[THE REQUEST]: Reproduce the lines of the material below exactly, beginning with the line containing "search: gazebo wooden post" and continuing through the end of the material.

[Rows of box annotation data]:
━━━━

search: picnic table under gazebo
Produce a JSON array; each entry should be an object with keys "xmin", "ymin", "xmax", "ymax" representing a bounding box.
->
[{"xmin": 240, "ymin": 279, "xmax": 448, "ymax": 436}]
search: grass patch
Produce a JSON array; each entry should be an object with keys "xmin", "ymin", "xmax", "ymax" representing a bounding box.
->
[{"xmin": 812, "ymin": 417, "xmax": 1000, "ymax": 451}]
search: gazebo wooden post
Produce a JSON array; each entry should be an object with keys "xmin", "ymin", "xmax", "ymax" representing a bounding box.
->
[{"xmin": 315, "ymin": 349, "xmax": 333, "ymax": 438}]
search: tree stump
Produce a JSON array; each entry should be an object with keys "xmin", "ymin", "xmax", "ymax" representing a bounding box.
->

━━━━

[EXERCISE RESULT]:
search: gazebo wooden post
Produce a JSON array; each entry should be an object with keys "xmin", "ymin", "xmax", "ymax" representing a bounding box.
->
[{"xmin": 315, "ymin": 349, "xmax": 333, "ymax": 438}]
search: tree stump
Produce a JSON array; each entry should be an object with keys "xmin", "ymin", "xmax", "ymax" representing a bounding box.
->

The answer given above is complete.